DIRECTIVE
Write out again, word for word, the lines below, starting at the line that contains "of the mossy" and ending at the line that contains "x=443 y=185", with both of those lines included.

MATERIAL FOR THE TASK

################

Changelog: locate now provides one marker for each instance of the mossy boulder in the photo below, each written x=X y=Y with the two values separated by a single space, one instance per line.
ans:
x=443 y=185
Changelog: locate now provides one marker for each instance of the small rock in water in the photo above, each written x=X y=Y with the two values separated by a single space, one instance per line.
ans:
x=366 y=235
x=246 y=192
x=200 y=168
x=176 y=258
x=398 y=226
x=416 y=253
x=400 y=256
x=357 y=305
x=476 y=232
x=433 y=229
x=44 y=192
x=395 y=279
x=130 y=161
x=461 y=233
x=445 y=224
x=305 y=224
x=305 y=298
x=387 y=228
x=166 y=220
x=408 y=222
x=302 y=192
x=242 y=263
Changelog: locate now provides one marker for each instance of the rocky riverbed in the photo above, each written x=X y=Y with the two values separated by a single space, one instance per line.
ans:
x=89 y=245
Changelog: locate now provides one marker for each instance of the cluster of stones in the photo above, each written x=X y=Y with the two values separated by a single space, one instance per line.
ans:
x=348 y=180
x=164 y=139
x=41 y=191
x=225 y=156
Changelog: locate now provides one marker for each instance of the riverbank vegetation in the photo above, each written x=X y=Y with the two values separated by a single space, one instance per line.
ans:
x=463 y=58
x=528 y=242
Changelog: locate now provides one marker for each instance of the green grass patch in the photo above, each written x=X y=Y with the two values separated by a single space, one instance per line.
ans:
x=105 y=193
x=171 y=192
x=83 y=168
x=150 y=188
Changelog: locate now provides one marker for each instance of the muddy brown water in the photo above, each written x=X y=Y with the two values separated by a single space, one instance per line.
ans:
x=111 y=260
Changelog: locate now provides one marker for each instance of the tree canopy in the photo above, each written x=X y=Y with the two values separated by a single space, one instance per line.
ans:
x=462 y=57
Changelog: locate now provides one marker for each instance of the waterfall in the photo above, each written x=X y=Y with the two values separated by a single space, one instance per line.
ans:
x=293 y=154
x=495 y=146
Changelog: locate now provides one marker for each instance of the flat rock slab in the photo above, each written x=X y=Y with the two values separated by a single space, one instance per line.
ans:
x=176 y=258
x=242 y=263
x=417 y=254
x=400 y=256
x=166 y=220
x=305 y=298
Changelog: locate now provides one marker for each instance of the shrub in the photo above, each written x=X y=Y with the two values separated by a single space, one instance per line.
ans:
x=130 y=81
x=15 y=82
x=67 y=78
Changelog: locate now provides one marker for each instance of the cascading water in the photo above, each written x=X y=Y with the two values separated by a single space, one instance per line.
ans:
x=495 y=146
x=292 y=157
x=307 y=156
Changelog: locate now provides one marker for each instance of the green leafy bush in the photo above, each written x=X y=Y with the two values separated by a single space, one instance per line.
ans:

################

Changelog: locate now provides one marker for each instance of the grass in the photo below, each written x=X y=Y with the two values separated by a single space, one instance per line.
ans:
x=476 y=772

################

RESULT OF THIS EXERCISE
Changelog: locate now provides one marker for each instance of the mossy boulder in the photo below, each written x=X y=Y with the two values separated by a single space, one instance per line.
ans:
x=443 y=185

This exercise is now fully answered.